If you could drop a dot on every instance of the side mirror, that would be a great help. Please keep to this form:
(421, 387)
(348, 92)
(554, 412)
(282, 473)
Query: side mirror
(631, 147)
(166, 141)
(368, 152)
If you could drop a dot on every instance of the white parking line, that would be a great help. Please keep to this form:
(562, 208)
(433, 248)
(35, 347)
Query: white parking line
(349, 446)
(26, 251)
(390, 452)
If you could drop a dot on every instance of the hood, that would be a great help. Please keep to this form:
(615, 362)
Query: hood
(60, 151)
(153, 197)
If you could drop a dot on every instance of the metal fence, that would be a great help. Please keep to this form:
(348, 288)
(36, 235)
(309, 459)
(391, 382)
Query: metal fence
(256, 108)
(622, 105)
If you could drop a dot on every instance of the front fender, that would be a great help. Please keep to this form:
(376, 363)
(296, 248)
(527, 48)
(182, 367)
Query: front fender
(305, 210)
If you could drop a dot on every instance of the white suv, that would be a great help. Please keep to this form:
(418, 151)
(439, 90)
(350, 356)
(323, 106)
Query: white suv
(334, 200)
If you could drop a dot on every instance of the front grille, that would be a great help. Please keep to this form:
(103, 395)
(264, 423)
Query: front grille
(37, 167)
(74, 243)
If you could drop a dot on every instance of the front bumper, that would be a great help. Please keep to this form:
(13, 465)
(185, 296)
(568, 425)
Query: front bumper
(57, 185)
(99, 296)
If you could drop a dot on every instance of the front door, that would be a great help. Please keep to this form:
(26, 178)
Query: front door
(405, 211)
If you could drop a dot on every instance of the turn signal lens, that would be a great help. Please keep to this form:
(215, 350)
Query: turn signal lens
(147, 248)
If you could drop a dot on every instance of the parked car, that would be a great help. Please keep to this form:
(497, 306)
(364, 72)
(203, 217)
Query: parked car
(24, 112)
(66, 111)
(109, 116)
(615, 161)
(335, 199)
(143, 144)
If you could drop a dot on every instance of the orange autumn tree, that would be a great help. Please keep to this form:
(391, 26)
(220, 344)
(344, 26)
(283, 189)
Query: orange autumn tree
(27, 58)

--

• **TASK STATEMENT**: Starting at the line that contains "front door, that" and running through the end of the records, write those lines out again, switching "parked car" to "stationary car" and leaving everything else unchanged.

• **RESPONSE**:
If you could drop a dot on every instance of the front door, that would be a great help. Please keep to this form:
(26, 178)
Query: front door
(405, 211)
If you could drop a dot on every instance of the turn signal lens, that would be a great help. Please keep to this form:
(215, 350)
Query: turn signal lens
(147, 248)
If you could drop a dot on every instance of the stationary car, that would be a great help. Please keep to this form:
(497, 306)
(364, 72)
(203, 217)
Query: stationary car
(24, 112)
(66, 111)
(109, 116)
(615, 161)
(335, 199)
(143, 144)
If you could drop a dot on every instance of the orange autumn tree, that would be a great help. Please keep to this form:
(391, 26)
(220, 344)
(344, 26)
(283, 189)
Query: orange autumn tree
(27, 58)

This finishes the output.